Sunday brought snow and small hail, a proper Colorado spring reminder that winter doesn't leave quietly. We were moved to a site with working electricity (timing!) and made the very easy decision to stay warm and cozy in Skuhlie. Books, warm meals, and Lucky curled up between us. Some days, the best thing you can do is simply stay still, and we've gotten much better at that.
Crossing Wolf Creek Pass: Skuhlie Earns Her Keep
We left Mesa Verde early Monday to get Don to Pagosa Springs for his morning meetings. I spent time updating the blog and posts at a local library before we faced the day's real challenge: crossing Wolf Creek Pass through the San Juan Mountains. The pass had received 12 inches of snow the day before. We climbed from roughly 7,700 feet at Mesa Verde to about 12,700 feet at the summit, a significant ascent for our Skuhl. The road was clear, but the mountains on either side were buried in white, and Skuhlie felt every foot of that climb. She made it, as she always does, but we gave her a little extra appreciation at the top.
------
*Given request A*:
Reproduce word for word the stretch of the blog passage from "Crossing Wolf Creek Pass: Skuhlie" through "at the top.".
The blog passage and the records are separate material.

*Supplied entries*:
------
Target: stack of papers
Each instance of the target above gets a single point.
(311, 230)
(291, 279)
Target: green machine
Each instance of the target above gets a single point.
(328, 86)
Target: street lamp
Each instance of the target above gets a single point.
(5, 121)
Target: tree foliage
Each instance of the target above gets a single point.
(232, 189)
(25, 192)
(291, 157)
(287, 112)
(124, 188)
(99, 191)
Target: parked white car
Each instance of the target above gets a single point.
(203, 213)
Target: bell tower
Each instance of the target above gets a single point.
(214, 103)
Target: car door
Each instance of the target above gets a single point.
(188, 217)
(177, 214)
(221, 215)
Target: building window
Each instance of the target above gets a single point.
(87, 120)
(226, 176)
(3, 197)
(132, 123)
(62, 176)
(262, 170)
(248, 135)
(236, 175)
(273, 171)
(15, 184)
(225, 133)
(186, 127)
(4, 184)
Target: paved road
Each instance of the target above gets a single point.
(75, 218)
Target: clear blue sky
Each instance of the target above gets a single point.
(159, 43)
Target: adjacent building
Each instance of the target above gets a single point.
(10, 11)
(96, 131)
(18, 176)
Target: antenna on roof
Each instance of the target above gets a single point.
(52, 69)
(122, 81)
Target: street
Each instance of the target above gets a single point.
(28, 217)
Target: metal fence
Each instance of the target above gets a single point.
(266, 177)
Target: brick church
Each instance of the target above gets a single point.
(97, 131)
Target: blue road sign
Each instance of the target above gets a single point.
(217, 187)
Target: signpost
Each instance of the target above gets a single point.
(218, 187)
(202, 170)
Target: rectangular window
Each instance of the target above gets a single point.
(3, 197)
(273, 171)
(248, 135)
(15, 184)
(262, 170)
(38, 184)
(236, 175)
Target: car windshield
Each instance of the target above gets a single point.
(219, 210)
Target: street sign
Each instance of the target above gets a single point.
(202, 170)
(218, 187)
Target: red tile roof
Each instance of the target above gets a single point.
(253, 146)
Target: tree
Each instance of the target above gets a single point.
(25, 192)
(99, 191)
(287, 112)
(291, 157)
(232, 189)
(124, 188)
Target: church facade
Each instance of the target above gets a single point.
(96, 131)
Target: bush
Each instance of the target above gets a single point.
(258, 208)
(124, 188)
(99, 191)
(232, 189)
------
*Given request B*:
Collect every line of the records that contains the string "roof". Case counts.

*Correct answer A*:
Crossing Wolf Creek Pass: Skuhlie Earns Her Keep
We left Mesa Verde early Monday to get Don to Pagosa Springs for his morning meetings. I spent time updating the blog and posts at a local library before we faced the day's real challenge: crossing Wolf Creek Pass through the San Juan Mountains. The pass had received 12 inches of snow the day before. We climbed from roughly 7,700 feet at Mesa Verde to about 12,700 feet at the summit, a significant ascent for our Skuhl. The road was clear, but the mountains on either side were buried in white, and Skuhlie felt every foot of that climb. She made it, as she always does, but we gave her a little extra appreciation at the top.

*Correct answer B*:
Target: antenna on roof
Target: red tile roof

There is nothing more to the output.